>> Begin

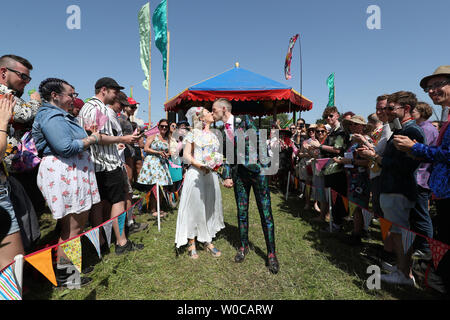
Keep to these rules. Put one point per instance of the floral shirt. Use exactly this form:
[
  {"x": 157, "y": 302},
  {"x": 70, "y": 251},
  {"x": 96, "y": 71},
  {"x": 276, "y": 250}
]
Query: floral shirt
[{"x": 24, "y": 113}]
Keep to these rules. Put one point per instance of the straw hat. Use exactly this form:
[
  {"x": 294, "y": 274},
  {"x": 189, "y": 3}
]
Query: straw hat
[{"x": 440, "y": 71}]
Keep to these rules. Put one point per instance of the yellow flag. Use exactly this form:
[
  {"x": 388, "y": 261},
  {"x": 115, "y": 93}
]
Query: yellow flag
[
  {"x": 43, "y": 263},
  {"x": 72, "y": 249}
]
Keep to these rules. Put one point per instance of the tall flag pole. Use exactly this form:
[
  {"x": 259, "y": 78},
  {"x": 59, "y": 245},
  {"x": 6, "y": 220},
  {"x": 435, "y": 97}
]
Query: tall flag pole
[
  {"x": 161, "y": 37},
  {"x": 145, "y": 34},
  {"x": 331, "y": 88}
]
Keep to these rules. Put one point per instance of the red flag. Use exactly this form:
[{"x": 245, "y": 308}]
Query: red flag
[{"x": 287, "y": 63}]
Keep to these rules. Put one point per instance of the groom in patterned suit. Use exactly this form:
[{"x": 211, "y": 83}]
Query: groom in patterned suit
[{"x": 244, "y": 176}]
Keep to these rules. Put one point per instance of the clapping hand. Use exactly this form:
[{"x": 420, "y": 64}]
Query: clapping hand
[{"x": 7, "y": 103}]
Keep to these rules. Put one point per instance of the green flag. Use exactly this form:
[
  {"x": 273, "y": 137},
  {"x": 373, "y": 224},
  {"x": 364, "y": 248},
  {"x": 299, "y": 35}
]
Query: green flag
[
  {"x": 330, "y": 84},
  {"x": 145, "y": 33},
  {"x": 160, "y": 28}
]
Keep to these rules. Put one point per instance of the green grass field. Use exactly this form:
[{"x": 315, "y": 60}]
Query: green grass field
[{"x": 313, "y": 265}]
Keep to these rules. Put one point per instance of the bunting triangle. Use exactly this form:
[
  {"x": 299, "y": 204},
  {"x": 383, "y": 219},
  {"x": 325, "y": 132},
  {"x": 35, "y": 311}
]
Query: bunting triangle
[
  {"x": 121, "y": 221},
  {"x": 333, "y": 196},
  {"x": 367, "y": 216},
  {"x": 345, "y": 201},
  {"x": 108, "y": 227},
  {"x": 352, "y": 207},
  {"x": 72, "y": 249},
  {"x": 438, "y": 250},
  {"x": 407, "y": 239},
  {"x": 93, "y": 235},
  {"x": 42, "y": 261},
  {"x": 385, "y": 227},
  {"x": 8, "y": 285}
]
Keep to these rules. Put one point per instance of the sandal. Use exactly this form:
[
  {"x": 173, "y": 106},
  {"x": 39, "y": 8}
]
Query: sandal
[
  {"x": 192, "y": 252},
  {"x": 213, "y": 250}
]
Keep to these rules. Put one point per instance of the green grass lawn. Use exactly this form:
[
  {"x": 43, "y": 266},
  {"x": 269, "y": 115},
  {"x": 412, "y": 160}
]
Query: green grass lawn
[{"x": 313, "y": 265}]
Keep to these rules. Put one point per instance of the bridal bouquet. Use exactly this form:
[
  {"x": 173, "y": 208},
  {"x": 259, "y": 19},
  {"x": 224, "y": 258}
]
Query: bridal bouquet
[{"x": 214, "y": 161}]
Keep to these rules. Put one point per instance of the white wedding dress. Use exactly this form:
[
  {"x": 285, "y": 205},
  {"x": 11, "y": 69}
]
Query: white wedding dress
[{"x": 200, "y": 212}]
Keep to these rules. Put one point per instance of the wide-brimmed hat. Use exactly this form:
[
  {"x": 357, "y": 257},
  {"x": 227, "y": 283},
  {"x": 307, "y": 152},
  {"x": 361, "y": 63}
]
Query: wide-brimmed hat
[
  {"x": 440, "y": 71},
  {"x": 355, "y": 119}
]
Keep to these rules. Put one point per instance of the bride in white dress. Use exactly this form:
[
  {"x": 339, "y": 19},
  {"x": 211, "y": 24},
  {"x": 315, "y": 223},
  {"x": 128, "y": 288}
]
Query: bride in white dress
[{"x": 200, "y": 213}]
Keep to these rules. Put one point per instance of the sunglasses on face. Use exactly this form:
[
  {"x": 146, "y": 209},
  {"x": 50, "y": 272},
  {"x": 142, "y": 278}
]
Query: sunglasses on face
[
  {"x": 22, "y": 75},
  {"x": 436, "y": 85}
]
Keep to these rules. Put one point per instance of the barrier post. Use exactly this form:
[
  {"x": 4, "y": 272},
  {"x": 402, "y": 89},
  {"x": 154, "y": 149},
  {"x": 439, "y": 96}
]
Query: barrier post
[{"x": 18, "y": 272}]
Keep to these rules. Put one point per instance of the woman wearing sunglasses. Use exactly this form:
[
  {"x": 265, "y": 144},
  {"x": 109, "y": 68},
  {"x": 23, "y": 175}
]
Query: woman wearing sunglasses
[{"x": 155, "y": 168}]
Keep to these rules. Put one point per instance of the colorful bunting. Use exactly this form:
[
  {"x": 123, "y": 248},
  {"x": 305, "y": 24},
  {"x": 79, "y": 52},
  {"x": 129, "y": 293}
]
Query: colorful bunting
[
  {"x": 385, "y": 227},
  {"x": 438, "y": 250},
  {"x": 72, "y": 249},
  {"x": 407, "y": 239},
  {"x": 93, "y": 235},
  {"x": 8, "y": 285},
  {"x": 108, "y": 227},
  {"x": 42, "y": 261},
  {"x": 367, "y": 216},
  {"x": 121, "y": 221}
]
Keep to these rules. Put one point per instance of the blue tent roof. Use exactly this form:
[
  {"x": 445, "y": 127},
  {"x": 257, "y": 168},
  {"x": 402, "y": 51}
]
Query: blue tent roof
[{"x": 238, "y": 79}]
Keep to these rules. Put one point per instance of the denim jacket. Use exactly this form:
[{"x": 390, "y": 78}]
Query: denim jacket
[
  {"x": 56, "y": 132},
  {"x": 440, "y": 158}
]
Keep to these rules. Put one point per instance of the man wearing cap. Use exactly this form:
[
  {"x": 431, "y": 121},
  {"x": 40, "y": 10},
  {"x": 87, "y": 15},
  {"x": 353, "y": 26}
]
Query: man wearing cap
[
  {"x": 107, "y": 162},
  {"x": 399, "y": 192},
  {"x": 437, "y": 86}
]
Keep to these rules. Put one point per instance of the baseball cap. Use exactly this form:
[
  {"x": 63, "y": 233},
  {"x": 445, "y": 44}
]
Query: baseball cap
[{"x": 108, "y": 83}]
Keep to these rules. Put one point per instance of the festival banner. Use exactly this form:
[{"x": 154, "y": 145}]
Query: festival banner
[
  {"x": 121, "y": 221},
  {"x": 144, "y": 42},
  {"x": 287, "y": 62},
  {"x": 42, "y": 261},
  {"x": 160, "y": 27},
  {"x": 385, "y": 227},
  {"x": 438, "y": 250},
  {"x": 367, "y": 216},
  {"x": 108, "y": 227},
  {"x": 8, "y": 285},
  {"x": 93, "y": 235},
  {"x": 330, "y": 84},
  {"x": 72, "y": 249},
  {"x": 407, "y": 239}
]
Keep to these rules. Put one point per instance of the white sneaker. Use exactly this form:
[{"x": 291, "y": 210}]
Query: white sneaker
[
  {"x": 386, "y": 266},
  {"x": 398, "y": 277}
]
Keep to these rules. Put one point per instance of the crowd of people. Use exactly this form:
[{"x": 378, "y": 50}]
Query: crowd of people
[{"x": 85, "y": 159}]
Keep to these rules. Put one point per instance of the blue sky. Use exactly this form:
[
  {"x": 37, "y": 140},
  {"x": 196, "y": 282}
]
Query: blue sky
[{"x": 209, "y": 36}]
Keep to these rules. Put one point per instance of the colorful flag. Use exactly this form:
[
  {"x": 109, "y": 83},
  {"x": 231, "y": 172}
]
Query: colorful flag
[
  {"x": 330, "y": 84},
  {"x": 72, "y": 249},
  {"x": 287, "y": 62},
  {"x": 438, "y": 250},
  {"x": 8, "y": 285},
  {"x": 407, "y": 239},
  {"x": 160, "y": 28},
  {"x": 93, "y": 235},
  {"x": 107, "y": 227},
  {"x": 121, "y": 221},
  {"x": 42, "y": 261},
  {"x": 385, "y": 227},
  {"x": 144, "y": 42},
  {"x": 367, "y": 216}
]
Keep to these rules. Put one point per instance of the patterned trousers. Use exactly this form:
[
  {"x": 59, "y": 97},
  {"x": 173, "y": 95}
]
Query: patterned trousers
[{"x": 243, "y": 181}]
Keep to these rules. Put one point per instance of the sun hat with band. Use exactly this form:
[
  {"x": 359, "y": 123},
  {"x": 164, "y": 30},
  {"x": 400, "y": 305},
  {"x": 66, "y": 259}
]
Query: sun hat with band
[{"x": 440, "y": 71}]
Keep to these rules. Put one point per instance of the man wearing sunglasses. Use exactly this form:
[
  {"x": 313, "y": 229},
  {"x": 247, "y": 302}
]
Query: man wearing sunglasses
[{"x": 14, "y": 77}]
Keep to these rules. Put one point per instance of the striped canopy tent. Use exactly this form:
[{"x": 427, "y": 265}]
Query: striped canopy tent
[{"x": 250, "y": 93}]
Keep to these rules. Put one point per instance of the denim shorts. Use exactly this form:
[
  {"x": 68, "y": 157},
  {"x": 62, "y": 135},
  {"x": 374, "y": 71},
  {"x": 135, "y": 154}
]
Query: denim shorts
[
  {"x": 396, "y": 208},
  {"x": 7, "y": 215}
]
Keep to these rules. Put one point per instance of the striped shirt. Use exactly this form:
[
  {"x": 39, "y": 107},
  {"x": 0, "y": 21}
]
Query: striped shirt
[{"x": 105, "y": 157}]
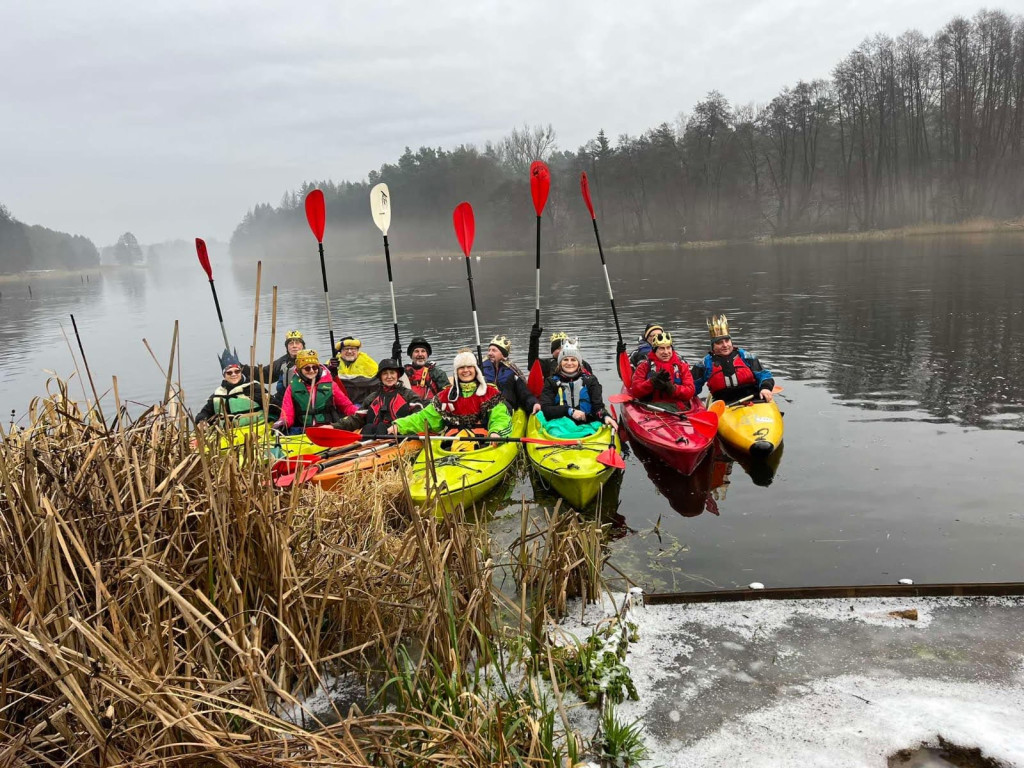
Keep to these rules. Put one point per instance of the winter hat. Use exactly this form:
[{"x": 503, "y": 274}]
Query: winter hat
[
  {"x": 419, "y": 341},
  {"x": 652, "y": 327},
  {"x": 569, "y": 350},
  {"x": 389, "y": 364},
  {"x": 464, "y": 358},
  {"x": 503, "y": 343},
  {"x": 306, "y": 357}
]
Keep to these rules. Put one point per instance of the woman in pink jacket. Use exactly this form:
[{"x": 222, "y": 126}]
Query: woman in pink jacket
[{"x": 312, "y": 396}]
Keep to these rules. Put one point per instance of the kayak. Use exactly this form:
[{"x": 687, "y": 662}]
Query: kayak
[
  {"x": 462, "y": 478},
  {"x": 285, "y": 444},
  {"x": 371, "y": 455},
  {"x": 571, "y": 470},
  {"x": 754, "y": 428},
  {"x": 670, "y": 436}
]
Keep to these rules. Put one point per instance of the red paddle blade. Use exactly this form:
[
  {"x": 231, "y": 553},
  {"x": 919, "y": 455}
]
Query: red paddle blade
[
  {"x": 610, "y": 458},
  {"x": 331, "y": 437},
  {"x": 540, "y": 184},
  {"x": 316, "y": 213},
  {"x": 536, "y": 381},
  {"x": 585, "y": 188},
  {"x": 625, "y": 369},
  {"x": 204, "y": 257},
  {"x": 705, "y": 423},
  {"x": 465, "y": 226}
]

>> End

* [Aim of the exercise]: Extract, exactly, the lines above that begin at the line containing "of the kayak." and end at the final line of the records; add no other text.

* [Problem solution]:
Keep to these rules. Put one point per instance of the kayak. Use exactly this form:
[{"x": 687, "y": 662}]
Query: kayak
[
  {"x": 462, "y": 478},
  {"x": 285, "y": 444},
  {"x": 371, "y": 455},
  {"x": 571, "y": 470},
  {"x": 754, "y": 428},
  {"x": 670, "y": 436}
]
Keep to these rules. Put one point per instance of the red paddle blade. Use exactly this form:
[
  {"x": 231, "y": 553},
  {"x": 919, "y": 455}
]
Query: red paddle blade
[
  {"x": 610, "y": 458},
  {"x": 331, "y": 437},
  {"x": 540, "y": 184},
  {"x": 316, "y": 213},
  {"x": 536, "y": 381},
  {"x": 585, "y": 188},
  {"x": 625, "y": 369},
  {"x": 204, "y": 257},
  {"x": 705, "y": 423},
  {"x": 465, "y": 226}
]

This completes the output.